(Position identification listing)
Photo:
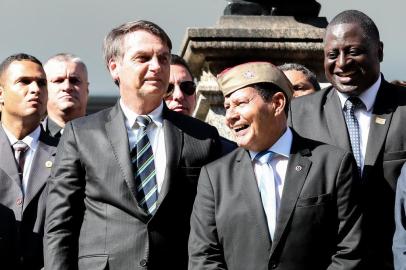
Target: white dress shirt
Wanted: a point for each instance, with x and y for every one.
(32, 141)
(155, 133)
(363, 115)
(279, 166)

# The request
Could you update the listing by replacing "white dress shirt" with "light-colored button-up shirt" and keeping every other line the same? Omit the pictures from your answer.

# Reply to the exercise
Photo:
Target: light-colored button-up shirt
Wanted: a point for each instance, with x and y for every one.
(32, 141)
(155, 133)
(363, 115)
(279, 166)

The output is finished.